**Text block:**
----

Each participant voluntarily attended pretest and posttest measurement sessions in the biomechanics laboratory at Illinois State University. All participants provided informed consent as mandated by the university's institutional review board, which approved the study. All testing was performed by the same investigator, and none was conducted after an extensive cheerleading or weight-training session.
The experimental group completed a 6-week strength and conditioning program between pretest and posttest measurements; the control group did not. Both groups continued their regular practice and competition routines throughout the study.
Instrumentation
We measured anterior GH laxity and stiffness with the LigMaster arthrometer (Sport Tech Inc, Charlottesville, VA). This device uses a modified Telos GA-II/E stress system and specialized software to calculate a force-response curve, which provides the total amount of soft tissue compression and stiffness of the joint restraints. The software then calculates the amount of joint displacement (mm) and stiffness (N/mm). Previous authors14 have shown the LigMaster to have excellent within-session and between-sessions reliability for both anterior GH laxity (intraclass correlation coefficient [ICC] = 0.84, SEM = 0.53 mm, and ICC = 0.83, SEM = 0.43 mm, respectively) and stiffness (ICC = 0.84, SEM = 0.52 N/mm, and ICC = 0.88, SEM = 0.37 N/mm, respectively). These SEM values equate to a minimum detectable change (MDC) of 1.1 mm for laxity and 1.0 N/mm for stiffness.15 Crawford and Sauers14 described unpublished work conducted by Rijke et al that validated the instrument through cadaveric verification, which compared terminal stiffness with ligament transsection (R2 = 0.98). However, no evidence of the validity of this measurement has been published.
Anterior GH Ligament Laxity and Stiffness Measurement
We measured anterior GH laxity and stiffness of the dominant arm with each participant seated and the shoulder positioned in 90° of abduction and 90° of external rotation while the elbow was in 90° of flexion and full pronation (Figure). We applied 12 daN of anterior force to the posterior proximal humerus at a rate of approximately 1 daN/s based on the recommendations of the arthrometer manufacturer. Glenohumeral laxity was calculated as the difference in displacement between the inflection point, which was calculated by the LigMaster software as the end of soft tissue compression and the initiation of humeral head translation for each participant, and the final amount of displacement recorded at 12 daN of anterior force.14 Stiffness was calculated as the amount of force between the inflection point and the terminal force (12 daN) divided by the amount of laxity (displacement) (12 daN).14
Citation: Journal of Athletic Training 48, 1; 10.4085/1062-6050-47.6.03
Strength and Conditioning Program
The specific exercises and number of sets and repetitions for each exercise were distributed over 2 phases of the strength and conditioning program; these are listed in Table 1. The amount of resistance used for each exercise varied among participants. Each cheerleader was instructed to choose a weight that she could use to complete the designated minimum number of repetitions without exceeding the maximum number of repetitions and while maintaining proper form. All exercises were monitored by the head cheerleading coach to ensure proper form and consistency with the program.

----

**Dataset excerpts:**

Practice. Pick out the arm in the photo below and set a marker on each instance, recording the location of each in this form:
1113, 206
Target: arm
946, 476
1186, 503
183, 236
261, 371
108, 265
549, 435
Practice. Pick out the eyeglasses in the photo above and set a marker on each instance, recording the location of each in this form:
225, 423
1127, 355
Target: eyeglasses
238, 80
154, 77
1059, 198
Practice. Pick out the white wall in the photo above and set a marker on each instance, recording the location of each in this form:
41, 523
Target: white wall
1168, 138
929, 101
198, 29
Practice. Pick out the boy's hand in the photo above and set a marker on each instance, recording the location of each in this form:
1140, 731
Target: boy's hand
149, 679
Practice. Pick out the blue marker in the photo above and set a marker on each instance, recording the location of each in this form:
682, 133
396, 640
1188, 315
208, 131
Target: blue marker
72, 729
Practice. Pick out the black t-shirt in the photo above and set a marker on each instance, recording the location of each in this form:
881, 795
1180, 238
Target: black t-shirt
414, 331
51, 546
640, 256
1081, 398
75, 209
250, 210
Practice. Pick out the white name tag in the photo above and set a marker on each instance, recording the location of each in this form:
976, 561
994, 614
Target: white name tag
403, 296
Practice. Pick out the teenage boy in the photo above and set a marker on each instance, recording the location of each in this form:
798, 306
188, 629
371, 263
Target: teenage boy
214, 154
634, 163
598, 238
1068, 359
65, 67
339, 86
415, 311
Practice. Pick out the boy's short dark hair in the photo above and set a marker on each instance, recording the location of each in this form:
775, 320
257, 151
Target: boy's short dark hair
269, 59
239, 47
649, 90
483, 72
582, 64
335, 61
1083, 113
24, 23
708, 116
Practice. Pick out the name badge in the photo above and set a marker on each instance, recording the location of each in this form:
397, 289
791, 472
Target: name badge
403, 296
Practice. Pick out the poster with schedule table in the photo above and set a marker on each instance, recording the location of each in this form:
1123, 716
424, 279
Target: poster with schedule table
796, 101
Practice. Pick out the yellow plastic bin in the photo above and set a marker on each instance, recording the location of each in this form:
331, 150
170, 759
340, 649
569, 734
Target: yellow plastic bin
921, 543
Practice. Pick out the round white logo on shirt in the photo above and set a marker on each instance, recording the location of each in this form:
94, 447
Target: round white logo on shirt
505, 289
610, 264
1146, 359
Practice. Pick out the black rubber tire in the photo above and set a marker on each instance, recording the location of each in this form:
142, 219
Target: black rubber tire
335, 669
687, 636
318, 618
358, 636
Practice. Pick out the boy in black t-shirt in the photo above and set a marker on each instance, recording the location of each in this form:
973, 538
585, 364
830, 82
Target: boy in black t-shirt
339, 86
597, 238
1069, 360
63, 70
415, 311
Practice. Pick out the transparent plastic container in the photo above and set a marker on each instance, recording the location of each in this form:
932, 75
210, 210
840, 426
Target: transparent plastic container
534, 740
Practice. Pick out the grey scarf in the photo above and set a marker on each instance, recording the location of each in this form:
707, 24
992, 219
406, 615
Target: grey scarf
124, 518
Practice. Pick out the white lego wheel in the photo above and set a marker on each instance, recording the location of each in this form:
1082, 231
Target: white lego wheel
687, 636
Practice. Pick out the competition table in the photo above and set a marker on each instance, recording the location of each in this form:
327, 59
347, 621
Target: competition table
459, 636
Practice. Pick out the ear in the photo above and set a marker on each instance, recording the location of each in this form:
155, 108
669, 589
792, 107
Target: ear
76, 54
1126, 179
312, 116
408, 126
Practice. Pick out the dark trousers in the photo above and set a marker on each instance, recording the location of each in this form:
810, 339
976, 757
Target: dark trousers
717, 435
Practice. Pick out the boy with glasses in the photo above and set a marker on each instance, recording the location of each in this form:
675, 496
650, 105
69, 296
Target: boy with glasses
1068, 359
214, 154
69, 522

----

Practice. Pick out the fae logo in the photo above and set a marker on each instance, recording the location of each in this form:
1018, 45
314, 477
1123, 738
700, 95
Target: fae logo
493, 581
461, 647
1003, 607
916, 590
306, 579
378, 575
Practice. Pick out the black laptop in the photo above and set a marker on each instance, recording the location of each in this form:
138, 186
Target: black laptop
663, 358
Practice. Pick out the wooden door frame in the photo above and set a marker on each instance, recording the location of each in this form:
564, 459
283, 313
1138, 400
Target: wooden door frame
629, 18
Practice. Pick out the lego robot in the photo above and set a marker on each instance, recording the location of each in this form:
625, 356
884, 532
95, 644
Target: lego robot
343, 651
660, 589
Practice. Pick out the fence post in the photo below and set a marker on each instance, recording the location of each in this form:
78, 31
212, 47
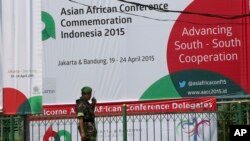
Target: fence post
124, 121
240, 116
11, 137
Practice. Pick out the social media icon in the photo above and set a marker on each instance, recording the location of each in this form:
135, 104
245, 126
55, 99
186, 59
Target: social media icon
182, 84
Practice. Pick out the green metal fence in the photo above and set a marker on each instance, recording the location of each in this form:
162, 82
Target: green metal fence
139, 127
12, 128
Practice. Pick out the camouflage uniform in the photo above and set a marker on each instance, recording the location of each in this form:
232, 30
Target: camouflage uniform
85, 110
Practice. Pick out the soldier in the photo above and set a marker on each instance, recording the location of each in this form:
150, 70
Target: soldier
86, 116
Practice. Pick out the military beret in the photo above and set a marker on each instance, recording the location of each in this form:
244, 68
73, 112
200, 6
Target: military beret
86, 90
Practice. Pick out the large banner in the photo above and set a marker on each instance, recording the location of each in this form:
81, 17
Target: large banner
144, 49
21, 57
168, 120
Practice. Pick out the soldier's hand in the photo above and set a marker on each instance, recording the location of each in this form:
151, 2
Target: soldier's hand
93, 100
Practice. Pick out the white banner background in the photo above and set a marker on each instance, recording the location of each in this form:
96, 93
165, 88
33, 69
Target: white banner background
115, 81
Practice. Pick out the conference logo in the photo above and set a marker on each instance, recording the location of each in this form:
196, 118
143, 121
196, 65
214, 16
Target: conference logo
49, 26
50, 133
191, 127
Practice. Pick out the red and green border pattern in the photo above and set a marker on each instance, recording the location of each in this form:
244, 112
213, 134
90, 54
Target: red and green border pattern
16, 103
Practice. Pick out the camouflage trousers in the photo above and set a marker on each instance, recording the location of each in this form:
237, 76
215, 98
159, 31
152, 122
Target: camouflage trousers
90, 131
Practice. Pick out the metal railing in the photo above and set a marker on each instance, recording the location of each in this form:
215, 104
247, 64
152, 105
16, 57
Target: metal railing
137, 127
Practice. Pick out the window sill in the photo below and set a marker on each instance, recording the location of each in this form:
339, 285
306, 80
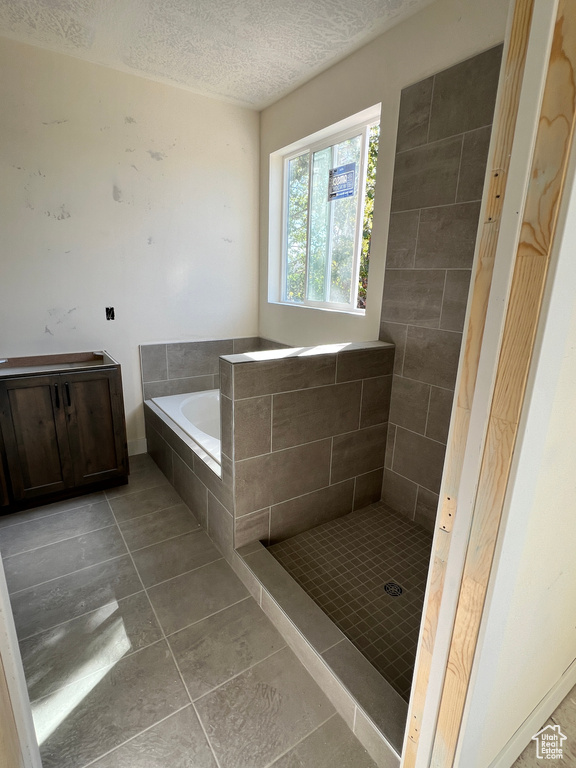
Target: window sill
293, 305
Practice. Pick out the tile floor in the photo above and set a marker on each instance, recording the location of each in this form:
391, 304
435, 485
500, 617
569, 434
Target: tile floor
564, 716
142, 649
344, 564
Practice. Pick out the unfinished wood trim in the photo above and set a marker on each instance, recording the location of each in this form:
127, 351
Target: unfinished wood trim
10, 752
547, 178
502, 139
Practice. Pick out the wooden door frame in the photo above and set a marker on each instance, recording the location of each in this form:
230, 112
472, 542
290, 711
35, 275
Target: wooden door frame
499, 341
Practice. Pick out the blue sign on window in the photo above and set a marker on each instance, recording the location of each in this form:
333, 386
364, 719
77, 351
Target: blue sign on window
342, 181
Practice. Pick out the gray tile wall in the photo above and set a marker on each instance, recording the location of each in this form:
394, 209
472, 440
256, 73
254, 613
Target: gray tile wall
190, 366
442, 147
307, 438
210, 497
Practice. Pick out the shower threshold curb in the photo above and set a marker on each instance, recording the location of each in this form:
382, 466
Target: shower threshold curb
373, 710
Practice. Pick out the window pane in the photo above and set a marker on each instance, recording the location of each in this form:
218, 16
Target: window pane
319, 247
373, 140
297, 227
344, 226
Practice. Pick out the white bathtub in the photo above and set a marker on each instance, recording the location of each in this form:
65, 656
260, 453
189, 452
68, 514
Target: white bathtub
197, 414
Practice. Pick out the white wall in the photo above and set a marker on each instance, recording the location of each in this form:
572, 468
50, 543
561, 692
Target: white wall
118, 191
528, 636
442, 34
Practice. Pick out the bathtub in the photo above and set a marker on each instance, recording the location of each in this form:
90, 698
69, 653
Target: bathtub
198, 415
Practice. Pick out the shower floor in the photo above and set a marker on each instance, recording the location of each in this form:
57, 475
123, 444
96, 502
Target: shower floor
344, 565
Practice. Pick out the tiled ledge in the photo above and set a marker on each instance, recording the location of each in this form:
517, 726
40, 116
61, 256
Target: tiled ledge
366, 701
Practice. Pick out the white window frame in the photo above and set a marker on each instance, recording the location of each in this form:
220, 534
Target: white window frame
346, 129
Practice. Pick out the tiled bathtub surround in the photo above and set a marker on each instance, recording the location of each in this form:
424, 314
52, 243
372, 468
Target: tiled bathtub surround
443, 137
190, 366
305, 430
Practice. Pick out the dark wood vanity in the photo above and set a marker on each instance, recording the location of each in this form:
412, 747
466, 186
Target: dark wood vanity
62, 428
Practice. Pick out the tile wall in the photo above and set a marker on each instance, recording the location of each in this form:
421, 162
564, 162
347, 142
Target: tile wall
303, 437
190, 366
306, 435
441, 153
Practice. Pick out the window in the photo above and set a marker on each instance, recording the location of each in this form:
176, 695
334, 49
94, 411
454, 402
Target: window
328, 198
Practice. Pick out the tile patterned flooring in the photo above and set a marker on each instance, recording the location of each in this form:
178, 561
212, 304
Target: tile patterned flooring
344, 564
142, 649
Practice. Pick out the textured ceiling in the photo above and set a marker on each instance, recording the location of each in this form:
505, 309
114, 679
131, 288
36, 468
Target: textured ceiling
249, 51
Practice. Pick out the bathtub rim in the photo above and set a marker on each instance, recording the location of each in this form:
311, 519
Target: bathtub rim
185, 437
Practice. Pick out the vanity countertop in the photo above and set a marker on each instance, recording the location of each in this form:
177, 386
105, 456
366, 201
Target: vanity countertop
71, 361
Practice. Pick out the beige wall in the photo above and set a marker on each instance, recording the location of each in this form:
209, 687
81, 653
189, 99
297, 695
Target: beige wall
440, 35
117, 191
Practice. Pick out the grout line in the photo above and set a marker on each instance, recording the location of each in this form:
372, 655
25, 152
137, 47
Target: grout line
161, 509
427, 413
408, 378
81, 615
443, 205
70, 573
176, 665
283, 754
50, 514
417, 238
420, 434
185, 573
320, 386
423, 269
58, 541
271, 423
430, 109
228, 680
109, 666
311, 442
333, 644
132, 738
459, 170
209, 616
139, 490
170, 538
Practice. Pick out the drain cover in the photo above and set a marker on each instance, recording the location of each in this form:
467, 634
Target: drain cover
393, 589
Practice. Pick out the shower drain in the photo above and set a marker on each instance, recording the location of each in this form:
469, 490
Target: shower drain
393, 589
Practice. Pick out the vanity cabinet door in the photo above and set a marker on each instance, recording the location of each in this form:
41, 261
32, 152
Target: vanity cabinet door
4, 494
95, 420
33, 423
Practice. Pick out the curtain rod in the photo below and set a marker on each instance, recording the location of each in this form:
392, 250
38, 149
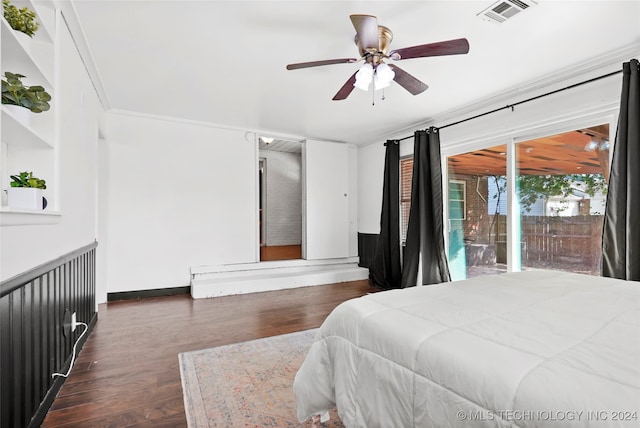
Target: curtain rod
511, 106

----

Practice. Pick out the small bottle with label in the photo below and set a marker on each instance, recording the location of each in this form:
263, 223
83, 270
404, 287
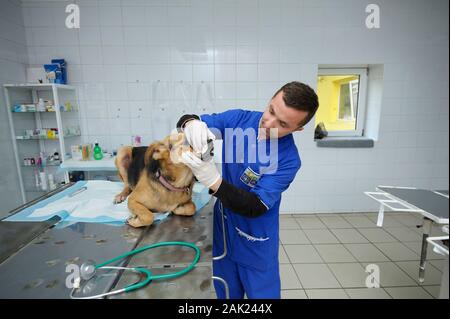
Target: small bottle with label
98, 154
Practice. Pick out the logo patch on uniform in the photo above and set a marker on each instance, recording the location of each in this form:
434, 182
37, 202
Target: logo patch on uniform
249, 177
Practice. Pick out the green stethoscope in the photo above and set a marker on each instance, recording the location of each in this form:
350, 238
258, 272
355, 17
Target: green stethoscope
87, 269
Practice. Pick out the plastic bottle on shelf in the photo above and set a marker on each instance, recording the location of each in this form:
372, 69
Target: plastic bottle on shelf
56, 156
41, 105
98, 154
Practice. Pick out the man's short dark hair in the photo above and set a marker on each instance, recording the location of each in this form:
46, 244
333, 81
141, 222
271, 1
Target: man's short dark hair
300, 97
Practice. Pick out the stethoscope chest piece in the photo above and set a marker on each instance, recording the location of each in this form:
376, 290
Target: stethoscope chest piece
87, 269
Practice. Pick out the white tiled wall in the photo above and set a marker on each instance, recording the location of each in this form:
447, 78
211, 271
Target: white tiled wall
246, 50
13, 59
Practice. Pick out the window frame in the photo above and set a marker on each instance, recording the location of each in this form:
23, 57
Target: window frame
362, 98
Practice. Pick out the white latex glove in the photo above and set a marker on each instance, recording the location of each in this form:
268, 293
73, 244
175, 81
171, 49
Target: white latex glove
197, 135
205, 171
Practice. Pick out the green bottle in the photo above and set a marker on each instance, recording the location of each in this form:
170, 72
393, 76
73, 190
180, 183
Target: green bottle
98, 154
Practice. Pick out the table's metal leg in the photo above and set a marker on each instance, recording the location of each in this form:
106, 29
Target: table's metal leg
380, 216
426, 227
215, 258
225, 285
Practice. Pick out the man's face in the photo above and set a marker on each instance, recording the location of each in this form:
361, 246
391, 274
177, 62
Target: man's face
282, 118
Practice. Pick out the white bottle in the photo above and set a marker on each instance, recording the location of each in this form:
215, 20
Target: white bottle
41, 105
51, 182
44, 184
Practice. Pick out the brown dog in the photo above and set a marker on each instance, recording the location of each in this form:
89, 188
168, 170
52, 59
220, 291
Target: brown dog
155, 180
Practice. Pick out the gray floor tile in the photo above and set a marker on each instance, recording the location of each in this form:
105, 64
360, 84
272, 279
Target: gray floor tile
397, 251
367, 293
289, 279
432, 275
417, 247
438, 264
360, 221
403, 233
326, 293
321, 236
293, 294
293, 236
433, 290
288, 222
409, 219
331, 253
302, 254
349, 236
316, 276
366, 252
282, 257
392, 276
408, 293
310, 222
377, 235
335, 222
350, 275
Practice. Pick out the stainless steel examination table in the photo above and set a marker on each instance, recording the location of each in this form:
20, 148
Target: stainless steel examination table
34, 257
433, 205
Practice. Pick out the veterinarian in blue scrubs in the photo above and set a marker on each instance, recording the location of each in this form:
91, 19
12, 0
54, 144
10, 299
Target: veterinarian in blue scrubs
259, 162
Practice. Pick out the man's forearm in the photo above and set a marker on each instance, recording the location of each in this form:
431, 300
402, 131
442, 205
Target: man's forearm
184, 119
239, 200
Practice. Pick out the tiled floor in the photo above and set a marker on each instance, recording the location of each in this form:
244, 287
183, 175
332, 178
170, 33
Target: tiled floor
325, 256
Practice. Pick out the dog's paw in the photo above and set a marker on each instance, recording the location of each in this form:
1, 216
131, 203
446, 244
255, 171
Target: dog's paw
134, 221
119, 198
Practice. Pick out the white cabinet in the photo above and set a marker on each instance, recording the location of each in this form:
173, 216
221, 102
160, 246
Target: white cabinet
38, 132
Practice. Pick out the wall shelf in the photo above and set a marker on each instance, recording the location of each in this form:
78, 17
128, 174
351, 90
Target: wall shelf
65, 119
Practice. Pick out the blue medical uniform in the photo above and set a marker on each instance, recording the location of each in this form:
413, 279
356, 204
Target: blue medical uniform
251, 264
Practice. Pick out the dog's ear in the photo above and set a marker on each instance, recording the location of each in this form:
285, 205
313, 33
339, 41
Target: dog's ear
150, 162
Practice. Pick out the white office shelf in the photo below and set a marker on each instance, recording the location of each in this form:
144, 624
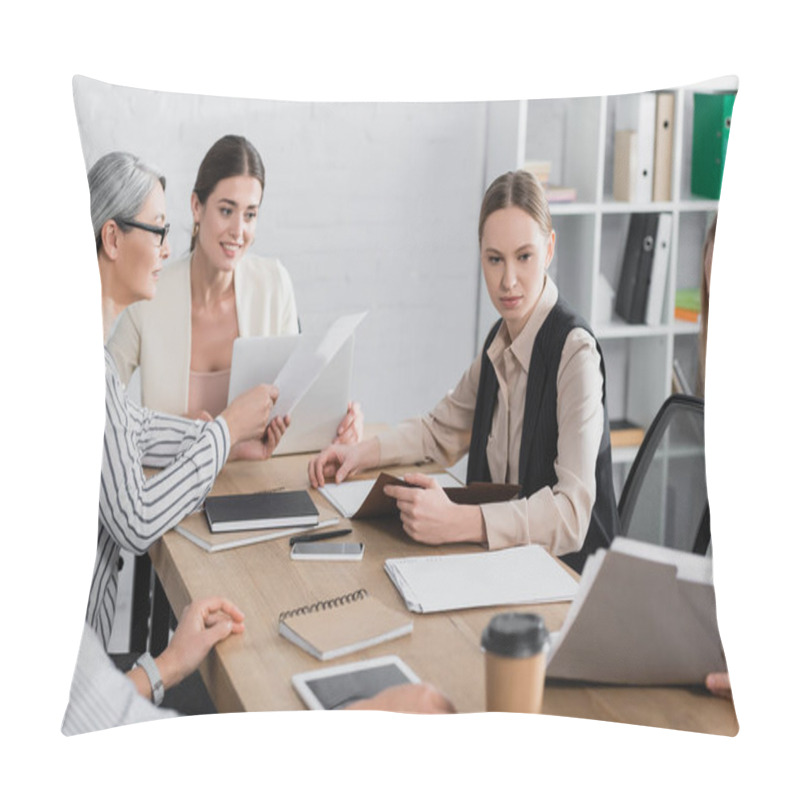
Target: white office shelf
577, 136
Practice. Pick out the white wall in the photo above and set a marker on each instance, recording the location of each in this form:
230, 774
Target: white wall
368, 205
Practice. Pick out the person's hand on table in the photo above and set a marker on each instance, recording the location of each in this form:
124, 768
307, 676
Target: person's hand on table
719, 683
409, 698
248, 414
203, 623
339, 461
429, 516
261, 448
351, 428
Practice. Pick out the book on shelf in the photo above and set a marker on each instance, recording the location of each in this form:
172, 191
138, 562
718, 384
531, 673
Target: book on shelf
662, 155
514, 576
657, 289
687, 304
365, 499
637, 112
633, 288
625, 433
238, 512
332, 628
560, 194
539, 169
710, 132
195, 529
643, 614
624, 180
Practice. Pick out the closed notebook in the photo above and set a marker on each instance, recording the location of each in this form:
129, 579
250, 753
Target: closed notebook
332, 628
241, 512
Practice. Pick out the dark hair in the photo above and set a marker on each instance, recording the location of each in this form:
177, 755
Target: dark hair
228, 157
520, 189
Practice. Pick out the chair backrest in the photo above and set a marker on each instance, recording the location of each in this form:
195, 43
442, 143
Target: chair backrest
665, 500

----

**Parts of the exercise:**
1. Answer these questions from the passage on shoulder laxity in cheerleaders:
(a) How much anterior force was applied to the posterior proximal humerus, and at what rate?
(b) Who monitored all exercises in the strength and conditioning program?
(c) What minimum detectable change in laxity do the SEM values equate to?
2. Write the next part of the passage on shoulder laxity in cheerleaders, beginning right after its final sentence.
The records have no connection to the passage on shoulder laxity in cheerleaders.

**Answer list:**
1.
(a) 12 daN, at approximately 1 daN/s.
(b) The head cheerleading coach.
(c) 1.1 mm.

2.
Data Analysis
We used a 2 × 2 (group × time) analysis of variance with repeated measures on time to determine differences in anterior GH laxity and stiffness (dependent variables) between the experimental and control groups. We analyzed all data using PASW software (version 18.0; IBM Corp, Somers, NY), with the α level set a priori at .05.
RESULTS
The means and standard deviations for anterior GH laxity in both groups are presented in Table 2. Glenohumeral laxity showed a significant interaction effect, with the control group being more lax at the posttest session than the strength and conditioning group (F1,39 = 4.86, P = .03, partial η2 = 0.11). This change reflects a small to moderate partial η2 and exceeds both the SEM (0.53 mm) and the MDC (1.1 mm), indicating a clinically significant interaction. The main effects for time (F1,39 = 0.01, P = .92, partial η2 = 0.001) and group (F1,39 = 0.001, P = .97, partial η2 = 0.001) were not significant.
The means and standard deviations for anterior GH stiffness in both groups are presented in Table 3. Glenohumeral stiffness showed a significant interaction effect, with the control group having less stiffness at the posttest session than the strength and conditioning group (F1,39 = 5.35, P = .03, partial η2 = 0.12). This change reflects a small to medium partial η2 and exceeds both the SEM (0.52 N/mm) and the MDC (1.0 N/mm), indicating a clinically significant interaction as well. The main effects for time (F1,39 = 5.65, P = .02, partial η2 = 0.13) and group (F1,39 = 9.60, P = .004, partial η2 = 0.20) were also significant.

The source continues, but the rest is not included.